» **Texto fornecido**
No Governo Fernando Henrique Cardoso, criou-se um programa
de subsídio do gás de cozinha muito interessante. As famílias que consumiam pouca
energia elétrica levavam suas contas pagas até o correio e lá recebiam um vale
para trocar por botijões de gás. Além de prover os mais pobres com esse produto
de primeira necessidade, o programa ajudava a economizar energia elétrica.
Num dia daqueles tempos, eu fui aos correios postar uma
carta. Havia fila. Enquanto esperava, escutava as conversas das pessoas e assuntava.
Um senhor que estava na minha frente tinha em mãos uma grande quantidade de contas
de luz para serem trocadas por vales de gás. Julguei tratar-se de um desses
bons samaritanos que estaria prestando um serviço aos vizinhos de algum bairro
distante do centro da cidade, evitando assim que gastassem o dinheiro da
passagem de ônibus. Não era.
O senhor, que reconheci depois de alguns minutos, era um sujeito que possuía muitas
casas de veraneio próximas à praia. Como as casas não eram alugadas fora da
temporada turística, seu consumo de energia era baixo e seu proprietário tinha
então o “direito” de receber os vales para trocar pelo gás de cozinha.

» **Material fornecido**
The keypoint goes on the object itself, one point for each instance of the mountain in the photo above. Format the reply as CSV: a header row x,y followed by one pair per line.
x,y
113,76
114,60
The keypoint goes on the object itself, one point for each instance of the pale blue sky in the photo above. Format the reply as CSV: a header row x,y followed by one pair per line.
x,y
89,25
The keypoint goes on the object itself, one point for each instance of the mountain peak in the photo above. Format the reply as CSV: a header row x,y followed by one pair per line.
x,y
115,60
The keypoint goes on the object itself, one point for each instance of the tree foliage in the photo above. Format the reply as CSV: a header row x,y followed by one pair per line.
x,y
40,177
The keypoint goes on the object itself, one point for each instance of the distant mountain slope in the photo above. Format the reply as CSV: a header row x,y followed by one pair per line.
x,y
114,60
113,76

» **Tarefas a fazer**
1. Resuma em duas frases o texto sobre o vale-gás.
2. Copie do texto sobre o vale-gás o trecho que vai de "Um senhor que" até "ônibus. Não era.".

» **Respostas das tarefas**
1. No governo Fernando Henrique Cardoso, um programa dava vales para trocar por botijões de gás às famílias que consumiam pouca energia elétrica e levavam suas contas pagas ao correio. Numa fila dos correios, quem narra vê um senhor com muitas contas de luz e supõe que ele esteja ajudando vizinhos, mas descobre que era dono de várias casas de veraneio perto da praia, que gastavam pouca energia fora da temporada e lhe davam o “direito” aos vales.

2.
Um senhor que estava na minha frente tinha em mãos uma grande quantidade de contas
de luz para serem trocadas por vales de gás. Julguei tratar-se de um desses
bons samaritanos que estaria prestando um serviço aos vizinhos de algum bairro
distante do centro da cidade, evitando assim que gastassem o dinheiro da
passagem de ônibus. Não era.